(Referring expression pointing data)
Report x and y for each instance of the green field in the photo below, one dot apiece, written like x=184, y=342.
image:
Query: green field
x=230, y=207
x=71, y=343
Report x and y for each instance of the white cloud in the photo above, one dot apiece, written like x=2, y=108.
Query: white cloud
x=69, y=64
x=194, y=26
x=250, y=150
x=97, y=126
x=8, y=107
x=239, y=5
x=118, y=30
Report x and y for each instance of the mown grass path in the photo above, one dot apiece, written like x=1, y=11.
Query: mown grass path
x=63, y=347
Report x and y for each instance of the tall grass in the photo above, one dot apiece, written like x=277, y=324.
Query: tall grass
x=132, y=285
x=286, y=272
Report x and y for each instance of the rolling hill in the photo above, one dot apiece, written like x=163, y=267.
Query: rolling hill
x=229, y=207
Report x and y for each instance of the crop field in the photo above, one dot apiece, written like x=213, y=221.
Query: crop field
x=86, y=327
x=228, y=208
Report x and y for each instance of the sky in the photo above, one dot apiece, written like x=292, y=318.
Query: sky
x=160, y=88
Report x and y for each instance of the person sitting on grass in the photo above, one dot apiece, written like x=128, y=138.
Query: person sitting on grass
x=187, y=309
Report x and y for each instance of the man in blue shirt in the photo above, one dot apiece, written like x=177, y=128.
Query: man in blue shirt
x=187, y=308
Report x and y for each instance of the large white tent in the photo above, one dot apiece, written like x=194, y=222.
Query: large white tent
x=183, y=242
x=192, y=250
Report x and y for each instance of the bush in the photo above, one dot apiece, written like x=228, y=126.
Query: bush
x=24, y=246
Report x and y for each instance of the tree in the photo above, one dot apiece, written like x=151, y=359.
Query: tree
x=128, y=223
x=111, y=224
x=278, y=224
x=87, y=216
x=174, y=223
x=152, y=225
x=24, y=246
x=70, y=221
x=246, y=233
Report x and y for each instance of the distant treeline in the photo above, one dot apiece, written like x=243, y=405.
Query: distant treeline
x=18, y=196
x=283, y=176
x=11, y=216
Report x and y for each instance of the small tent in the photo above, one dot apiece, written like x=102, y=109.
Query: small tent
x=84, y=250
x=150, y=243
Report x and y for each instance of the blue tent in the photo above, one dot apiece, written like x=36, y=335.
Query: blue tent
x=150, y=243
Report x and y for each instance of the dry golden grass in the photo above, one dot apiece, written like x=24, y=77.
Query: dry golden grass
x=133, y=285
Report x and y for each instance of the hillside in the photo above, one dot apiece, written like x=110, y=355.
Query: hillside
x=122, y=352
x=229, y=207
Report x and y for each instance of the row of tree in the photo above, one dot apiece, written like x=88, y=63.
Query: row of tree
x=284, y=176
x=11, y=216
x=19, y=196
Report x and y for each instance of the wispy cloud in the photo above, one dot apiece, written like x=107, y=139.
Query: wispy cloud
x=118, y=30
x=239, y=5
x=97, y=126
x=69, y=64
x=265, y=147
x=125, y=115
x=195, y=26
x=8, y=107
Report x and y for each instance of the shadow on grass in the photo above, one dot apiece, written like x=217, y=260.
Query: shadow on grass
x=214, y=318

_Your task_
Using the records above, copy word for word the line with "Query: tall grass", the line with "Report x and y for each instance of the bush", and every line between them.

_Task response_
Query: tall grass
x=132, y=285
x=286, y=272
Report x and y for each instance of the rolling hill in the photo above, one dot apiece, written like x=163, y=267.
Query: rolling hill
x=229, y=207
Report x and y for each instance of the crop field in the photo above, one dot apiece, written like x=213, y=221.
Query: crop field
x=86, y=327
x=228, y=208
Report x and y for each instance of the sky in the photo above, one dot apiece, written like x=292, y=318.
Query: sky
x=160, y=88
Report x and y for each instance of the person sitting on grass in the photo above, one dot apiece, written like x=128, y=138.
Query: person sitting on grass
x=187, y=309
Report x and y for each instance of the man in blue shirt in the photo above, one dot apiece, written like x=177, y=128.
Query: man in blue shirt
x=187, y=308
Report x and y for each instance of the large white tent in the photo above, one dot apiece, written like x=194, y=222.
Query: large white tent
x=183, y=242
x=192, y=250
Report x and y for each instance of the bush in the photo above, one dot apiece, written like x=228, y=126.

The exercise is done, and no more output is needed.